Work task
Every line in the following data that has "below" counts toward the total; state that total alone.

Stored data entries
----

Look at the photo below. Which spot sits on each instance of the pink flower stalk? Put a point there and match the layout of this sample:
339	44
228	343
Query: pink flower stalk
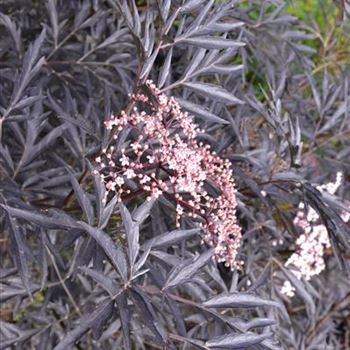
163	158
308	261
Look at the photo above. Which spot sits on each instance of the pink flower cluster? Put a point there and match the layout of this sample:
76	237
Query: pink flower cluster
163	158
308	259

----

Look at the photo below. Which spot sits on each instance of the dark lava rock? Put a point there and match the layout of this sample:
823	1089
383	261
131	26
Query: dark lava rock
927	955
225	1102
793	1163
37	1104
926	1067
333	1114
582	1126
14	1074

----

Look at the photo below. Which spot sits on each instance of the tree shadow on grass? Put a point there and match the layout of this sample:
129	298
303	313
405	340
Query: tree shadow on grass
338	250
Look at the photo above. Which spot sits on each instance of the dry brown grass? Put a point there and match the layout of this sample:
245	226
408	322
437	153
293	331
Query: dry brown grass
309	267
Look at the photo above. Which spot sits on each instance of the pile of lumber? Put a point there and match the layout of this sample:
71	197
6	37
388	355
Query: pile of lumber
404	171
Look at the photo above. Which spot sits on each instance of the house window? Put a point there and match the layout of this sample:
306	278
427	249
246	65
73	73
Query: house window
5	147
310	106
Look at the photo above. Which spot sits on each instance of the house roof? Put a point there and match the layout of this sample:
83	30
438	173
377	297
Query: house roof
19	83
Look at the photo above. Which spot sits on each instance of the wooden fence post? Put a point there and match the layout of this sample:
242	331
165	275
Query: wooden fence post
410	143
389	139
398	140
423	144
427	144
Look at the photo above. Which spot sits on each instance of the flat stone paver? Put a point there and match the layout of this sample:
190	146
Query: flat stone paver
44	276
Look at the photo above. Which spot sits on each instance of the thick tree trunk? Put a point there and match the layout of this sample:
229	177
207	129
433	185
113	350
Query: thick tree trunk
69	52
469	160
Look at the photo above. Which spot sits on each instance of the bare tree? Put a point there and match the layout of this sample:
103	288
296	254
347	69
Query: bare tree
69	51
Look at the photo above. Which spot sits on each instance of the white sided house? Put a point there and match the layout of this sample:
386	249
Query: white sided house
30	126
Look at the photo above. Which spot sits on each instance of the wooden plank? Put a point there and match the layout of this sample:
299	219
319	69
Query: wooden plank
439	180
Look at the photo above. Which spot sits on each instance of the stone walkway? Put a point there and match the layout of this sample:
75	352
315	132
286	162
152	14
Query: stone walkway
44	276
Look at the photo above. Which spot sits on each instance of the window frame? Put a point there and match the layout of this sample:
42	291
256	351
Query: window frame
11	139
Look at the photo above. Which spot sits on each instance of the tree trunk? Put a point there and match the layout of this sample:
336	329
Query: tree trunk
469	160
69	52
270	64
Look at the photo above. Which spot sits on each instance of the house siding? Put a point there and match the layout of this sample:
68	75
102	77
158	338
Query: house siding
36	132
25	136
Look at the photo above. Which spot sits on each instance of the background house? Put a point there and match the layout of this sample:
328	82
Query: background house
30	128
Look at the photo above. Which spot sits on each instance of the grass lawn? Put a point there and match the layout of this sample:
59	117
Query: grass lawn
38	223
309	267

----

Answer section
3